EXCERPT:
==================================================
PD1:	SKIPGE	(BIST0)			;POSITIVE?
	SKIPA	SRCHI,[EXP '-',"-",0,140]-6(BISCH)	;NEGATIVE
	MOVE	SRCHI,[EXP '+',"+",0,116]-6(BISCH)	;POSITIVE
	TRZN	DSTCNT,(1B8)		;LEADING SIGN?
	JRST	PD2			;NO
	IDPB	SRCHI,DSTPT		;YES, STORE SIGN
	POP	PP,SRCHI		;RESTORE
	JRST	PD1WD			;CONTINUE

PD2:	EXCH	SRCHI,0(PP)		;SAVE SIGN
	PUSHJ	PP,PD1WD		;CONVERT
	POP	PP,SRCHI
	IDPB	SRCHI,DSTPT		;STORE IT
	POPJ	PP,

PD1WD:>
	;ONE OR TWO WORDS??
	CAILE	DSTCNT,	^D10
	JRST	PD2WD			;TWO

	;ONE WORD
	TLZE	DSTPT,4000		;SIGNED??
	SKIPA	SRCHI,(BIST0)		;YES - TAKE IT AS IS
	MOVM	SRCHI,(BIST0)		;NO - GET MAGNITUDE
	ASHC	SRCHI,-^D35		;EXTEND SIGN
	JRST	PDGO			;GO

PD2WD:	;TWO WORDS
	TLZN	DSTPT,4000		;SIGNED FIELD??
	JRST	PD2NS			;NO
	DMOVE	SRCHI,(BIST0)		;YES
	JRST	PDGO		;GO

PD2NS:	;UNSIGNED FIELD - TAKE MAGNITUDE
	SKIPL	SRCHI,(BIST0)		;NEGATIVE
	SKIPA	SRCLO,1(BIST0)	;NO
	DMOVN	SRCHI,(BIST0)		;YES - NEGATE AGAIN

PDGO:	;NOW WE ARE READY
	DPB	BISCH,BPTOBS##		;STORE BYTE SIZE IN OUTPUT POINTER

	LSH	BISCH,1			;MULTIPLY INDEX BY 2
PDGOO:	HRLI	BD.FLG,BFLG.S		;TURN ON FOR RIGHT JUSTIFY.
==================================================
WRITTEN REQUEST:
Extend the assembly code past its final line, beginning at the next instruction after the one that turns on the right-justify flag.
==================================================
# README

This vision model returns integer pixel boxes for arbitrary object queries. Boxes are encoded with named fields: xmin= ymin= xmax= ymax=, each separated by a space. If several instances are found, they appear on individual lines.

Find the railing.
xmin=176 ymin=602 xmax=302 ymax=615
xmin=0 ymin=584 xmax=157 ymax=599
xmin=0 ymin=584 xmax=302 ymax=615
==================================================
EXERCISE RESULT:
	EXTEND	B.FLAG,	CVBD.T-14(BISCH)	;CONVERT
	JRST	OVFLO			;OVERFLOW
	TLNE	BISCH,-1
	CAIE	BISCH,22		;IF IT ISN'T EBCDIC,
	POPJ	PP,			; RETURN.
	MOVE	BISCH,(PARM)		;GET THE PARAMETER.
	TLNN	BISCH,4000		;IF THE RESULT IS UNSIGNED,
	POPJ	PP,			; RETURN.
	LDB	BISCH,DSTPT		;REGET THE LAST CHAR.
	TRNE	BISCH,40		;IF THE NUMBER IS POSITVE,
	TRZ	BISCH,60		; OVERPUNCH A "+".
	DPB	BISCH,DSTPT		;STASH THE CHAR.
	POPJ	PP,			;RETURN.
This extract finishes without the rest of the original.